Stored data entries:
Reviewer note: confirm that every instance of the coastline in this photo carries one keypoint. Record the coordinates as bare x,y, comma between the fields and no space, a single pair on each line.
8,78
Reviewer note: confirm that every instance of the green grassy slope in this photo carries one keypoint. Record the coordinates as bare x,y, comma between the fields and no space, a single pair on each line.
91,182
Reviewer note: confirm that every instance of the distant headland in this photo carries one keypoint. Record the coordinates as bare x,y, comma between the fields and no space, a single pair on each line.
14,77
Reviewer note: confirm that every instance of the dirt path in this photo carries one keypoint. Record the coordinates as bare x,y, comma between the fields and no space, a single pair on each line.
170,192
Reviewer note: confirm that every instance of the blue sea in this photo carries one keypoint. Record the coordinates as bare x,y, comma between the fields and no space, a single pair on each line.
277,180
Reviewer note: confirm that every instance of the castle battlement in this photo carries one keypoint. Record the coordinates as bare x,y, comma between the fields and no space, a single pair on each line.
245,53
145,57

What is being asked
Nothing should be left out: repeat all of the data exactly.

Result for this task
Reviewer note: confirm that every instance of the coastline in this photo carries one keypoint. Record the coordinates as bare x,y, comma between the fields and no space, a single pair on each line.
8,78
Reviewer note: confirm that every instance of the green grassy slope in this photo carries one keypoint. Record the coordinates as bare x,y, comma between the fields and no space, a single pair on each line.
91,182
Reviewer note: confirm that every instance of the distant headland in this photo carries one keypoint. Record the coordinates as bare x,y, comma between the fields and no space, a single pair on each line.
14,77
Reviewer note: confirm that every instance of the dirt path in this photo carries one keypoint. Record the coordinates as bare x,y, comma between the fields and no space, a single pair on each line.
170,192
Reviewer note: confirm that every instance of the blue sea in this photo carries one keypoint. Record the coordinates as bare x,y, comma between the fields and no space, a single pair on each line.
277,180
Reviewer note: confirm that every instance of the castle battlement in this photo carries one keypoint. Record the coordinates as bare x,y, comma between the fields and no space, a single pair on each line.
245,53
145,57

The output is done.